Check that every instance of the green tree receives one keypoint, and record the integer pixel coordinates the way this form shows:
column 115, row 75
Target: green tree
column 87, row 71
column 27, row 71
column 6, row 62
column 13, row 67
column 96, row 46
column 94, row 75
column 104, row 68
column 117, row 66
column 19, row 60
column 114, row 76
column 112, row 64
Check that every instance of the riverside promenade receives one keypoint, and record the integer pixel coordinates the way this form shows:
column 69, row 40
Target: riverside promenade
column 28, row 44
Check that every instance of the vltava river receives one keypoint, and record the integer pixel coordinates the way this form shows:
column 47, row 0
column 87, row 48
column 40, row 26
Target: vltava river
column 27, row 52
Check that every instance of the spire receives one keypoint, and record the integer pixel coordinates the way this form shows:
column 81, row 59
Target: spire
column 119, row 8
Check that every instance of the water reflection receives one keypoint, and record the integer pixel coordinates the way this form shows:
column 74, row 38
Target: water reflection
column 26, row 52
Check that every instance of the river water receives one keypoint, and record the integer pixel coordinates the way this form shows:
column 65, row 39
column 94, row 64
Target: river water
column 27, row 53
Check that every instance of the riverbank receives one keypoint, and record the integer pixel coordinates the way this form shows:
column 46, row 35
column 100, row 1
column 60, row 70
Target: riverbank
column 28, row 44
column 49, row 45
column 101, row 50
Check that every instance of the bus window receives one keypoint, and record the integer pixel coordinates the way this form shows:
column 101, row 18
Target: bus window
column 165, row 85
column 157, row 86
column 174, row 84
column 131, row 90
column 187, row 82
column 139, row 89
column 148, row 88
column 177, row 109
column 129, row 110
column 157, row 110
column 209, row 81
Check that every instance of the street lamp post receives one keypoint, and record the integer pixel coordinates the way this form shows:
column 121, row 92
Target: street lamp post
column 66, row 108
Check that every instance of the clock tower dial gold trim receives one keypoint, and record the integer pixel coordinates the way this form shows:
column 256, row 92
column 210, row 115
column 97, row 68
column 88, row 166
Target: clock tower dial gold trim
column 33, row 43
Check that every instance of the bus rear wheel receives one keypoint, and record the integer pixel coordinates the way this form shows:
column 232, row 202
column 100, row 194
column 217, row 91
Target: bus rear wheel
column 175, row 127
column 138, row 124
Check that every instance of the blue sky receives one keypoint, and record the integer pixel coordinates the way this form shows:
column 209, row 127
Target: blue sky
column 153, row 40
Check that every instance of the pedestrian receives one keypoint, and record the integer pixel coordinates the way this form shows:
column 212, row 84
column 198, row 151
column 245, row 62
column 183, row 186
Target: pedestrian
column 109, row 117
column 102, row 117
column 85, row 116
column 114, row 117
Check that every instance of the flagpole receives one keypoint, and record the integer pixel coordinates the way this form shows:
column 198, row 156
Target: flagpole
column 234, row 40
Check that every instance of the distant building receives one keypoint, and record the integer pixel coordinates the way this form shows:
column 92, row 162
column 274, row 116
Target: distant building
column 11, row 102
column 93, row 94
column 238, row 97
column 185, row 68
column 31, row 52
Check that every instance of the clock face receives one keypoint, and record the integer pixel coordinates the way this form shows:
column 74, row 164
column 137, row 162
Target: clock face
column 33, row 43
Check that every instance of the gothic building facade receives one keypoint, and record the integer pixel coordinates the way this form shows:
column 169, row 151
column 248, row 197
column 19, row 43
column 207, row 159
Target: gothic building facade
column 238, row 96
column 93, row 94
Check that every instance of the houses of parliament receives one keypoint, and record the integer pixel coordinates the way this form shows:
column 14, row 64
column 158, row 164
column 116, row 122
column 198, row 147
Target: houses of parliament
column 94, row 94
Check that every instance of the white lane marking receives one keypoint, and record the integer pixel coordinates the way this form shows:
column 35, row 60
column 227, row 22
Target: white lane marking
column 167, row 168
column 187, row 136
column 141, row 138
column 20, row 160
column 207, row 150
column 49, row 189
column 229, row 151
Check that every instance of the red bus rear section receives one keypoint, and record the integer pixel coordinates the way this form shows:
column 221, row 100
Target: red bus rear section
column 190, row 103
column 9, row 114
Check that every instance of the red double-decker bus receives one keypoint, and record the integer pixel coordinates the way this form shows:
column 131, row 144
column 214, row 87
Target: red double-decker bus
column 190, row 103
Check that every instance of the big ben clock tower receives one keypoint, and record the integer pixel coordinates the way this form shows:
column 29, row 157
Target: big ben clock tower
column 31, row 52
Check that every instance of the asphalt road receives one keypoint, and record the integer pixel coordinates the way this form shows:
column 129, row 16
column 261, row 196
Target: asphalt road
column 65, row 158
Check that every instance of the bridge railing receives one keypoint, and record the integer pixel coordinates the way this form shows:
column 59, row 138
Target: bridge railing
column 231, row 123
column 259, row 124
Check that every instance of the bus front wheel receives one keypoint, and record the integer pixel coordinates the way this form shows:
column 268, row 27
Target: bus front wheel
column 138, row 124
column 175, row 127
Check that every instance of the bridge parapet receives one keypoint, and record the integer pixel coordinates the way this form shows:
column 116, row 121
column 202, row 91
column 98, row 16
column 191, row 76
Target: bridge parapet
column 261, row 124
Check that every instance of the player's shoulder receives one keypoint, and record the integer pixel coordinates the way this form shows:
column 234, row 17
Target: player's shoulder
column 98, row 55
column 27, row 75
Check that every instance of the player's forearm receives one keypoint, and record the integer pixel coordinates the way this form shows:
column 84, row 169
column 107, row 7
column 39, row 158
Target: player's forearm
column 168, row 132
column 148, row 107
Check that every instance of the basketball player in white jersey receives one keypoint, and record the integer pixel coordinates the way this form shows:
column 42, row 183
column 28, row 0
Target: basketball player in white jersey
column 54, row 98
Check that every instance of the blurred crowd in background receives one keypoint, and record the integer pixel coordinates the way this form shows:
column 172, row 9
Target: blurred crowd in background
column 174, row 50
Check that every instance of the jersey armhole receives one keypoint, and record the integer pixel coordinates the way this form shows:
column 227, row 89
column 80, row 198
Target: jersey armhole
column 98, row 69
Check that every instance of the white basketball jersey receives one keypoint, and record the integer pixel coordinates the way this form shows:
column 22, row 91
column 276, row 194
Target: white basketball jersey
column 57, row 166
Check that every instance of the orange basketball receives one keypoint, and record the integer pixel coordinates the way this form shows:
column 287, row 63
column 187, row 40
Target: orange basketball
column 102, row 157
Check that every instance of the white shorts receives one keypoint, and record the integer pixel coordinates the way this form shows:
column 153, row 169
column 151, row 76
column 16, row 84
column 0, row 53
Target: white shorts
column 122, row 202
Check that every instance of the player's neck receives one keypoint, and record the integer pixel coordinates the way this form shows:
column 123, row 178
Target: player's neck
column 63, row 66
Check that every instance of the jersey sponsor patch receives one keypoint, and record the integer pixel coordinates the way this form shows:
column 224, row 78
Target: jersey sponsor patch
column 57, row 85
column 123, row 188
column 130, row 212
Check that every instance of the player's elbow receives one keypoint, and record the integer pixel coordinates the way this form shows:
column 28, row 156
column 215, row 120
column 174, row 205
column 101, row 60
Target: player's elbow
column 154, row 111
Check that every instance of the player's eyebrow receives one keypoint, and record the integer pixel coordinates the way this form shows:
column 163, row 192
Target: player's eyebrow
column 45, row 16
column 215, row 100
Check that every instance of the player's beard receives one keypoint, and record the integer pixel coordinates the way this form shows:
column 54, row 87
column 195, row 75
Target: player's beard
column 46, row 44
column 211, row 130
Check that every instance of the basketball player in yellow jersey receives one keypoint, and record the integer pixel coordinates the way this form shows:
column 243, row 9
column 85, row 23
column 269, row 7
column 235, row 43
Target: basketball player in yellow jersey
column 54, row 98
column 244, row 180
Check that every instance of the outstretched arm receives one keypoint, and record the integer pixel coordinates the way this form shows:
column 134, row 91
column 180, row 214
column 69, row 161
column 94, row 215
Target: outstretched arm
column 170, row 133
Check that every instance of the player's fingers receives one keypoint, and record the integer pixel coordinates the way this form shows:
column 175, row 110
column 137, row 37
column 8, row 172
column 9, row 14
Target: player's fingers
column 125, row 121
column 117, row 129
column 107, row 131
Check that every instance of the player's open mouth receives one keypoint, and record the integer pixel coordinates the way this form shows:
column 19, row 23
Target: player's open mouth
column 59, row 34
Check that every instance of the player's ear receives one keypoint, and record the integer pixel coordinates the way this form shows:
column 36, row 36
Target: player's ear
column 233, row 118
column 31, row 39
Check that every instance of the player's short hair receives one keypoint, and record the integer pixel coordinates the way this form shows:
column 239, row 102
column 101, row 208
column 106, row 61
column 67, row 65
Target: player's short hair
------------------------------------------------------------
- **What is expected**
Filter the lines above, keeping and copying those that contain "hair".

- **Answer box**
Check that every instance of the player's short hair receives one keypoint, and record the integer pixel coordinates the way this form shows:
Target: player's short hair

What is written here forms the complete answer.